--- START Exercise data ---

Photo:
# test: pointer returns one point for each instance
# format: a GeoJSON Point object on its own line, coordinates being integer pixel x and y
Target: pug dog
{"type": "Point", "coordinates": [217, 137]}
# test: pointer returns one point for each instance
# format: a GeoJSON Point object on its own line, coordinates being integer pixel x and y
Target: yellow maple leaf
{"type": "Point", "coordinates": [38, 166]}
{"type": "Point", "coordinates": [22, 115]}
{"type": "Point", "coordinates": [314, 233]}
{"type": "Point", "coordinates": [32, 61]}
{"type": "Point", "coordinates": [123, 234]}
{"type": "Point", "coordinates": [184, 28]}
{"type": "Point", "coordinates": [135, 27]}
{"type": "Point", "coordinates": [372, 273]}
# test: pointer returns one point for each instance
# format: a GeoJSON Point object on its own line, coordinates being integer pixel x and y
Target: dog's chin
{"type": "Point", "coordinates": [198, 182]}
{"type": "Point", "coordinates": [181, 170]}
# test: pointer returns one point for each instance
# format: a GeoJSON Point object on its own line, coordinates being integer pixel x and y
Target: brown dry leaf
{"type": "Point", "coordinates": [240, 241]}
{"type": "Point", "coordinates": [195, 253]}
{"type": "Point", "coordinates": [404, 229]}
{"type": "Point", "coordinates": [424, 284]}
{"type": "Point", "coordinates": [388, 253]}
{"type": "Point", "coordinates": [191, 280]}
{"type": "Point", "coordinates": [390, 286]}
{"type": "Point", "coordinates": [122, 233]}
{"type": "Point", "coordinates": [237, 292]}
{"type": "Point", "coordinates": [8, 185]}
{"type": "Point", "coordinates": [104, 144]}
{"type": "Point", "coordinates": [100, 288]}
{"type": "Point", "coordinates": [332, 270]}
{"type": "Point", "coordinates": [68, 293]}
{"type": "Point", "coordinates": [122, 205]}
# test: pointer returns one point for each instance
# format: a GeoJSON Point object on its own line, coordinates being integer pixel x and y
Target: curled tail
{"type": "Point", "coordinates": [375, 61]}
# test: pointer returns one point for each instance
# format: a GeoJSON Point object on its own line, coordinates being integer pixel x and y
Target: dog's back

--- END Exercise data ---

▶ Problem to work on:
How many of the lines above contain the string "leaf"? Case matters. Reply with only the number.

▶ Written solution:
2